Exercise goal - Please lay out everything in the material from the line containing "Practice. Find the tall" down to the line containing "point(96, 231)" as a Markdown table with the columns Row and Text, one numbered row per line, leaving out blank lines.

Items start

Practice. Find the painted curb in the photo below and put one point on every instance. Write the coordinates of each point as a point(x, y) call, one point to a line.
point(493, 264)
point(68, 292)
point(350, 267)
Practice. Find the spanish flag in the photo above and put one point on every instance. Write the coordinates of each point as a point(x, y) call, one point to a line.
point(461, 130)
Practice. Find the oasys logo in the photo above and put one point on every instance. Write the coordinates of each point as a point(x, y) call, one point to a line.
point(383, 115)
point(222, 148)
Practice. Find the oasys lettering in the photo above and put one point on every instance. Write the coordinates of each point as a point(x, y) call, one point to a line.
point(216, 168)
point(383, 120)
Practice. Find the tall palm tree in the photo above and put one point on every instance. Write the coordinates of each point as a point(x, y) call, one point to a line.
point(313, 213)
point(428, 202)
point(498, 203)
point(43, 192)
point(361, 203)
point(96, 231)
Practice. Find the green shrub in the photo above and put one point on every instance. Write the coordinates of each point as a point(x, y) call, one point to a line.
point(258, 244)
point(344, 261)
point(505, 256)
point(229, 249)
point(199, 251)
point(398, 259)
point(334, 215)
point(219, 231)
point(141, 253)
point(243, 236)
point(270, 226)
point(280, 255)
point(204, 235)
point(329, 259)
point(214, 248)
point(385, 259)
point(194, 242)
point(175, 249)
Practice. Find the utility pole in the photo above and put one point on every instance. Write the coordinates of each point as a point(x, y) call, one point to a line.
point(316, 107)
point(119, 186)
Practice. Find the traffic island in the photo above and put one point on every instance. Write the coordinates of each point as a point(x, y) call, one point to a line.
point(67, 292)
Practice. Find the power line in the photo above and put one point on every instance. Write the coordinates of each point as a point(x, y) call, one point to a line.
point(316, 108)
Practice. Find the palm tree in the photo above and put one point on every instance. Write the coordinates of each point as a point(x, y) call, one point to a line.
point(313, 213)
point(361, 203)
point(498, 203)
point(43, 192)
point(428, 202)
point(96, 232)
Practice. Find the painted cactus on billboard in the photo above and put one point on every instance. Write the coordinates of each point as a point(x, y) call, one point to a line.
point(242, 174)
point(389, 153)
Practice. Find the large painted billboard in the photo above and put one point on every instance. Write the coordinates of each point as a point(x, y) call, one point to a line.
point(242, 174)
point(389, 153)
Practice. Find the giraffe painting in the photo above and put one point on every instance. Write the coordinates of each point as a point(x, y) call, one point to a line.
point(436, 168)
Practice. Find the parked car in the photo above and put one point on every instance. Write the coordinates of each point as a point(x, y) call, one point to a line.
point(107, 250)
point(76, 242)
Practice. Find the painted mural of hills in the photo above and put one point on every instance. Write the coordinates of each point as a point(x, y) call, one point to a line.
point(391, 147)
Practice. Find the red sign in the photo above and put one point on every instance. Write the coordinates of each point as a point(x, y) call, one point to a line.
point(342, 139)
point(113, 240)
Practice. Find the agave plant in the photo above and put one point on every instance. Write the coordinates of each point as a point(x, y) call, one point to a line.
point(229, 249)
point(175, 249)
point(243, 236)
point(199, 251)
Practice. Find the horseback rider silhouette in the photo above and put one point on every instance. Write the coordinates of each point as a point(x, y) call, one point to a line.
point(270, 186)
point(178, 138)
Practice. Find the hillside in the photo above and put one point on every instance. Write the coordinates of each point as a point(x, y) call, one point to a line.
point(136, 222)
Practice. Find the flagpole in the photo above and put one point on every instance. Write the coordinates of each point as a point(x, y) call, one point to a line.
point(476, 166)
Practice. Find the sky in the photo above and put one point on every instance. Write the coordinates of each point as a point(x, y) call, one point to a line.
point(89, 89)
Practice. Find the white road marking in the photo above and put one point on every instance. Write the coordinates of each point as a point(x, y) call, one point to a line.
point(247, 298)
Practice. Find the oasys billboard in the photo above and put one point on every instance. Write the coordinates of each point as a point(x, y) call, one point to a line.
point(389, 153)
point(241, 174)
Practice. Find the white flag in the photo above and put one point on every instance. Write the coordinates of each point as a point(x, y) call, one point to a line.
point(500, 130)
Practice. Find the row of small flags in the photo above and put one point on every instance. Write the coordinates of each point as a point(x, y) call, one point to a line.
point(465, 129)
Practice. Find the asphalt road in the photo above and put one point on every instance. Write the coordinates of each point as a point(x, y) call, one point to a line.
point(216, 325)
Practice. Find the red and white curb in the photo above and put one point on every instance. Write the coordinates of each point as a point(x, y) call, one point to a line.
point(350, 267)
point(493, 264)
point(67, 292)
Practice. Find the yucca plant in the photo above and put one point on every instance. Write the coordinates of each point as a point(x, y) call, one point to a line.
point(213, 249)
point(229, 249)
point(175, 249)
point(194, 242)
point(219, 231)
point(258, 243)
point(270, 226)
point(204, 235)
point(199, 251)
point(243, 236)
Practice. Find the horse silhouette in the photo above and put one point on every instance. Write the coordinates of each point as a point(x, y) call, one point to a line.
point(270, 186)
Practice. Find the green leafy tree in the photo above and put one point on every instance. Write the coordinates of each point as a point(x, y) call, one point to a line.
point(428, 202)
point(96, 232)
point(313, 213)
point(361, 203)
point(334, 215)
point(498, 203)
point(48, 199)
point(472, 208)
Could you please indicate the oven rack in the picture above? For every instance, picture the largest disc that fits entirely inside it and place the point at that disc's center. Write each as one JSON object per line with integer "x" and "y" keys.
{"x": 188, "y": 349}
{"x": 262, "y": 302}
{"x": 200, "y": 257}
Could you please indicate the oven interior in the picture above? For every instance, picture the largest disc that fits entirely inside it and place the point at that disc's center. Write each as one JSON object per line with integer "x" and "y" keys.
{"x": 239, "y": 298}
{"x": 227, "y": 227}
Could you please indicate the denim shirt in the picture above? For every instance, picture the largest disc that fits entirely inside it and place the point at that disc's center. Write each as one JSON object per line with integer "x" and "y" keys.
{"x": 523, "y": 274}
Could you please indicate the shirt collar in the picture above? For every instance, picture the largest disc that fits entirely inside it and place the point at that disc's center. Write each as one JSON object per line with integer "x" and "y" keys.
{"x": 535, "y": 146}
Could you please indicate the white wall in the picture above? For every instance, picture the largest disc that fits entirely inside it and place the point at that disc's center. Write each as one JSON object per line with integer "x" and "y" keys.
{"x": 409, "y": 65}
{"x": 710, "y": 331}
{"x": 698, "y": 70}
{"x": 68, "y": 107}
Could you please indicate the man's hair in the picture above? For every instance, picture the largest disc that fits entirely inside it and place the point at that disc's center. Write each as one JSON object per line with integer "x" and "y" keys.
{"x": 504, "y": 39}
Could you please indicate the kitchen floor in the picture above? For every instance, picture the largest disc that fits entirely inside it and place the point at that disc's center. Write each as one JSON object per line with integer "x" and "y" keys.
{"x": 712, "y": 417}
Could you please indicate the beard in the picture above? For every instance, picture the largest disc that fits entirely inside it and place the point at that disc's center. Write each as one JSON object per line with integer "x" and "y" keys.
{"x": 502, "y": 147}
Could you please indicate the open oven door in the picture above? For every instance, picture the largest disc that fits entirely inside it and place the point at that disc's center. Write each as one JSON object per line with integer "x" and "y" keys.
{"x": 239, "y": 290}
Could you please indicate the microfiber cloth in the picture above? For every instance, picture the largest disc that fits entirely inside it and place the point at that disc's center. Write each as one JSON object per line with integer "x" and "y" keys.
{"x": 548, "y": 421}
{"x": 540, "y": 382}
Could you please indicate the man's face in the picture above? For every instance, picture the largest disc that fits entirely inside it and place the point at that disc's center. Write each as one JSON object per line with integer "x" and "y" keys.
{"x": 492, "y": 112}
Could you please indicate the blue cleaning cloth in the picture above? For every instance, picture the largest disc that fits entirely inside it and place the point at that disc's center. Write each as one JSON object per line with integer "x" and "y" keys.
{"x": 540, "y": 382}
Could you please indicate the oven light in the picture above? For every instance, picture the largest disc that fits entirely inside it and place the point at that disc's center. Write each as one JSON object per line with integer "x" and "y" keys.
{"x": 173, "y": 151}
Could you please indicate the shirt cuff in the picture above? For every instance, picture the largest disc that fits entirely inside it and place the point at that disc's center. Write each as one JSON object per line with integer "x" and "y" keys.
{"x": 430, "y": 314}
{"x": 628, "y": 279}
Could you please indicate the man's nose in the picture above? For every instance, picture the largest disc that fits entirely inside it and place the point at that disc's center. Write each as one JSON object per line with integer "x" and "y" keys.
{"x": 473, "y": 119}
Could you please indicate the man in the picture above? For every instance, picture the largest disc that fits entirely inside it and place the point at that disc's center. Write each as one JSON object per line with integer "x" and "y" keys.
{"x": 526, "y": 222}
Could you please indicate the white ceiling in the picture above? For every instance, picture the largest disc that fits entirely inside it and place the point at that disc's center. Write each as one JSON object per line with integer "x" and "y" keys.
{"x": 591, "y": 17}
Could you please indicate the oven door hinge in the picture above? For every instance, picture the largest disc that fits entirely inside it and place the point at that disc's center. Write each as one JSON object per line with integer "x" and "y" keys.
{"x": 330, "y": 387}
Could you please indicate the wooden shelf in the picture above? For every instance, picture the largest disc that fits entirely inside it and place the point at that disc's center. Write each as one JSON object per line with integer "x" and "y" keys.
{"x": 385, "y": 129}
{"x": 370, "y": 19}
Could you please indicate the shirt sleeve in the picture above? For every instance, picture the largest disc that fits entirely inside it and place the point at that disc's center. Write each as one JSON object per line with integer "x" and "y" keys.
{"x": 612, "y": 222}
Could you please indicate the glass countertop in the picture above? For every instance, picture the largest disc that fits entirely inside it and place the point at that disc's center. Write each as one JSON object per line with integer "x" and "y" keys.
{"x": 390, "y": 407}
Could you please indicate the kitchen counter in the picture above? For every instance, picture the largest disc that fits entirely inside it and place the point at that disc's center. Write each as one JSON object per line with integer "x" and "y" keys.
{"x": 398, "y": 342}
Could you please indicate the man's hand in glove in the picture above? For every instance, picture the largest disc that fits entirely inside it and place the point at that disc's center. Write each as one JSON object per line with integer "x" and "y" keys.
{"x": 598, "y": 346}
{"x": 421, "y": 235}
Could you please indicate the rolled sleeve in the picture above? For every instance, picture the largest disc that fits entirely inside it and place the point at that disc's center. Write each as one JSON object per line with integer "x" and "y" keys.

Items end

Written reply -
| Row | Text |
|---|---|
| 1 | Practice. Find the tall palm tree in the photo above and put one point on every instance. Write the coordinates of each point as a point(x, y) call, one point to a line. |
| 2 | point(313, 213) |
| 3 | point(428, 202) |
| 4 | point(498, 203) |
| 5 | point(43, 192) |
| 6 | point(361, 203) |
| 7 | point(96, 231) |